▶ **Saved data entries**

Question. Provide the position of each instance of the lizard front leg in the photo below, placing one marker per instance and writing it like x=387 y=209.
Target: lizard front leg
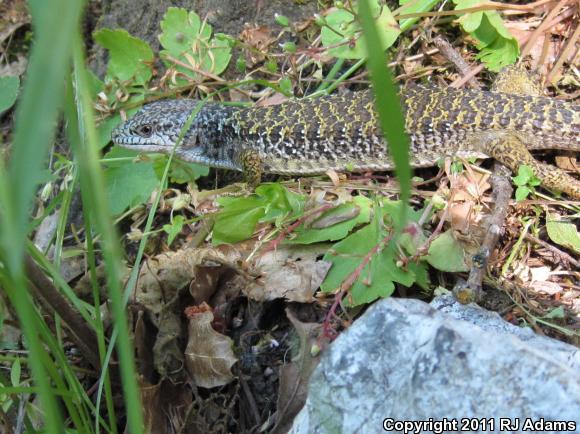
x=511 y=151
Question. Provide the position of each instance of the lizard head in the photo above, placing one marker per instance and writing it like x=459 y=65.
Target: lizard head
x=156 y=127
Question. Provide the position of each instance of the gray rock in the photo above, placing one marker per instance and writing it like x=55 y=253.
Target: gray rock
x=408 y=361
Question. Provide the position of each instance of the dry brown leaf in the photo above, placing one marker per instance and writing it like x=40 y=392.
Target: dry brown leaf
x=550 y=288
x=568 y=163
x=294 y=377
x=165 y=406
x=290 y=272
x=208 y=355
x=162 y=276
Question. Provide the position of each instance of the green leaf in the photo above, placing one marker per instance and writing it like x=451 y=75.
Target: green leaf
x=563 y=233
x=282 y=20
x=130 y=58
x=308 y=235
x=174 y=228
x=371 y=247
x=497 y=46
x=286 y=86
x=522 y=193
x=237 y=219
x=343 y=29
x=446 y=254
x=414 y=7
x=128 y=183
x=9 y=86
x=15 y=372
x=187 y=39
x=556 y=313
x=525 y=176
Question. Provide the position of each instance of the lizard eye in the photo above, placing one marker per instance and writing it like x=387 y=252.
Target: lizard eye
x=145 y=130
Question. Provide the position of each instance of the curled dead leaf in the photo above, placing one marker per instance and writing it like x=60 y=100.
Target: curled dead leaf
x=208 y=355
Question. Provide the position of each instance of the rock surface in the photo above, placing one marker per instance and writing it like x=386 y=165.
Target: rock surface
x=409 y=361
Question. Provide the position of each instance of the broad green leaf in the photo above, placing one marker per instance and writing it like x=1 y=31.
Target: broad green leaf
x=238 y=219
x=130 y=58
x=308 y=235
x=9 y=86
x=496 y=44
x=15 y=373
x=189 y=40
x=174 y=228
x=413 y=7
x=128 y=184
x=343 y=29
x=563 y=233
x=379 y=253
x=446 y=254
x=522 y=193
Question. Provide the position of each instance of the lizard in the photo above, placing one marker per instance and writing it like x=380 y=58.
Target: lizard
x=342 y=133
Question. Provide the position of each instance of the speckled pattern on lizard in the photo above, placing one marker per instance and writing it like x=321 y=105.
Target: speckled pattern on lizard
x=342 y=133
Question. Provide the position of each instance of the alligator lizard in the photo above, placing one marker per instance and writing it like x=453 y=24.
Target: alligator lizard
x=341 y=132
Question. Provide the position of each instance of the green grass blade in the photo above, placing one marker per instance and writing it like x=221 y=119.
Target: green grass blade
x=55 y=22
x=388 y=104
x=85 y=146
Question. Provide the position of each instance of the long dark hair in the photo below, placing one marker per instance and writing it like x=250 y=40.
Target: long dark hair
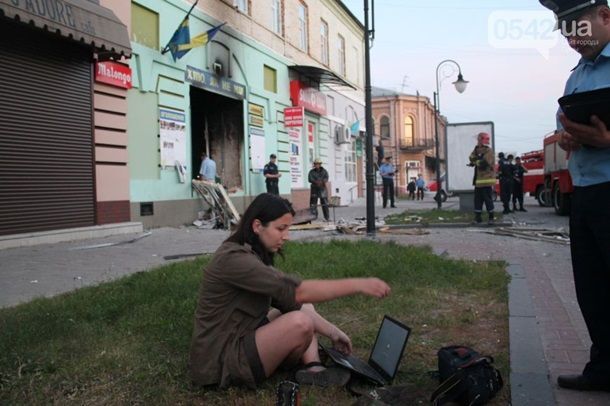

▶ **About this task**
Before handing back the copy, remove the pictures; otherwise print the data exactly.

▶ **Result of the exercise**
Question. Provide the position of each instance of the lizard front leg in the photo below, placing one marker per instance and writing it like x=387 y=209.
Target: lizard front leg
x=511 y=151
Question. Provide the position of each instance of the lizard head in the photo above, placing one marker per instance and writing it like x=459 y=65.
Target: lizard head
x=156 y=127
Question. Provide the position of each instance of the gray rock in the photo above, placing one marker per instance and writing it like x=55 y=253.
Target: gray rock
x=408 y=361
Question. Provide the position of each instance of the dry brown leaf in the photo above, placing one marker per instance and writing it like x=40 y=392.
Target: dry brown leaf
x=550 y=288
x=568 y=163
x=294 y=377
x=165 y=406
x=290 y=272
x=208 y=355
x=162 y=276
Question. Provide the position of each instance of the green leaf in the photo above, placing one marker per instance and writing it like x=451 y=75.
Target: green leaf
x=563 y=233
x=282 y=20
x=130 y=58
x=308 y=235
x=174 y=228
x=371 y=247
x=497 y=46
x=286 y=86
x=522 y=193
x=237 y=219
x=343 y=29
x=446 y=254
x=414 y=7
x=128 y=183
x=9 y=86
x=15 y=372
x=187 y=39
x=556 y=313
x=525 y=176
Question. Provide the position of each instance of the lizard eye in the photo above, placing one marker per instance and writing it like x=387 y=252.
Target: lizard eye
x=145 y=130
Question. Provide the position of each instance of the curled dead leaf in the photo above, placing one marker per instance and writing it like x=60 y=100.
Target: curled dead leaf
x=208 y=355
Question. Provide the position of each instance of the rock surface in the photo above, placing one marker per instance and writing it like x=386 y=165.
Target: rock surface
x=409 y=361
Question. Provide the position of each instance of the broad green leaf in the photo above, placing one marker per instance and writing it like x=1 y=31.
Target: broad green leaf
x=238 y=219
x=130 y=58
x=308 y=235
x=9 y=86
x=496 y=44
x=15 y=373
x=189 y=40
x=174 y=228
x=413 y=7
x=128 y=184
x=343 y=29
x=563 y=233
x=379 y=253
x=446 y=254
x=522 y=193
Question. Provide the position of each instance of the lizard in the photo above, placing one marker per instance and writing it like x=380 y=58.
Target: lizard
x=342 y=133
Question. Provide the position of each instance of the speckled pattern on lizard in the photo above, placing one marker per instance and writing it like x=321 y=105.
Target: speckled pattern on lizard
x=342 y=133
Question. Provide the position of each instance of the alligator lizard in the photo above, placing one marker per instance and writing it like x=453 y=24.
Target: alligator lizard
x=341 y=132
Question. Provide the position of each instance of the green grass blade in the photo above, placing one marker per instance and writing it like x=221 y=119.
Target: green grass blade
x=55 y=22
x=388 y=104
x=85 y=146
Question. Provide the position of each instance of the long dark hair in the photo below, placing one marker per instance and writing it like x=250 y=40.
Target: long dark hair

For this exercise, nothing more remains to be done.